Required task → Rewrite the stretch from the line containing "Confirm every instance of the guitar sound" through the end of the items, keeping the requests, and increase every coordinate in the answers by 38.

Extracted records
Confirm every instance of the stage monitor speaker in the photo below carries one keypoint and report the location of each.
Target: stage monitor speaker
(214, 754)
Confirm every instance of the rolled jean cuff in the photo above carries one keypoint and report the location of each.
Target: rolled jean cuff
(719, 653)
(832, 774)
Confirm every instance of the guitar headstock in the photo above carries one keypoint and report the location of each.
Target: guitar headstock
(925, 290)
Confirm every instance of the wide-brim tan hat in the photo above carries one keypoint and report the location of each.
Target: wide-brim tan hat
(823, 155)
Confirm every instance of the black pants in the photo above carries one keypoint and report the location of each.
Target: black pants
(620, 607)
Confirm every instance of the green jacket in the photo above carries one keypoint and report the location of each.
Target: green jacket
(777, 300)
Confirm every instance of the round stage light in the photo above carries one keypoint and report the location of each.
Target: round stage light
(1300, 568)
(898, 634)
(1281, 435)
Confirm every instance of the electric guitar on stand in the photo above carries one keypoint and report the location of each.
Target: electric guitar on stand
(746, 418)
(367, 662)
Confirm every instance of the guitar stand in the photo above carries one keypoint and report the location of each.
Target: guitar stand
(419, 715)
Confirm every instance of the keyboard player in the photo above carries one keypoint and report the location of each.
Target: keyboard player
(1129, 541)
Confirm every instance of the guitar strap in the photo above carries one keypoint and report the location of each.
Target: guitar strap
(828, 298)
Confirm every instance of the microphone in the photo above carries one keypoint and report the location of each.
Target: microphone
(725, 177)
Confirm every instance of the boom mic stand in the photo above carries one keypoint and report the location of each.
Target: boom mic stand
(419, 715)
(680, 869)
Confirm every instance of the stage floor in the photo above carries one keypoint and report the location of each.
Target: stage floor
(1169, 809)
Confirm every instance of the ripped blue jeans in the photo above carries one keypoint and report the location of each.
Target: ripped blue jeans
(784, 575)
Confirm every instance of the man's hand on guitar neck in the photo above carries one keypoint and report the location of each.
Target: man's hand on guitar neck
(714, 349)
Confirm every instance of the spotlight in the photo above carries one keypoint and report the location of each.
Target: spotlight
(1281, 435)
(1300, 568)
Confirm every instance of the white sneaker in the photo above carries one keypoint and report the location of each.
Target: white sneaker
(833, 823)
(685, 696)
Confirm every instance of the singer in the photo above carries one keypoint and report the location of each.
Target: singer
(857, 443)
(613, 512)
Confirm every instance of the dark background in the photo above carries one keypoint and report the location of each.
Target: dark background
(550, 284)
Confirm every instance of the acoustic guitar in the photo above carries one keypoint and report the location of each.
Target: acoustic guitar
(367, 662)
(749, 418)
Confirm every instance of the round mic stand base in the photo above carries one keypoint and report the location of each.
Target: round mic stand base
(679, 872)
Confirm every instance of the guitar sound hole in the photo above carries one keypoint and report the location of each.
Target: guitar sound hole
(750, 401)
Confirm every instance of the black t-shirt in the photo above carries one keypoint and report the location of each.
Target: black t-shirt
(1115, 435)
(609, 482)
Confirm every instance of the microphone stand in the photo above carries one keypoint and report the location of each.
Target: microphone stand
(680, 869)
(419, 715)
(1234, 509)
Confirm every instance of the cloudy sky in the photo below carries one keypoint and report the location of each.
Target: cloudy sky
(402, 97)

Worked solution →
Confirm every instance of the guitar sound hole in the photo above carries one keypoint and report the location of each.
Target: guitar sound hole
(788, 439)
Confirm every instance of the black t-shirt in the photo above carries one keypoint and report the location of each.
Target: black t-shirt
(1153, 473)
(647, 520)
Confirm every instance of the microphone stand in the photo above carries one keypoint and report the location of each.
Target: microphone stand
(718, 907)
(457, 753)
(1272, 547)
Confirm every instance of the cloudy sky in the photo below carries one keypoint and report the location of each.
Target: cloudy sky
(440, 135)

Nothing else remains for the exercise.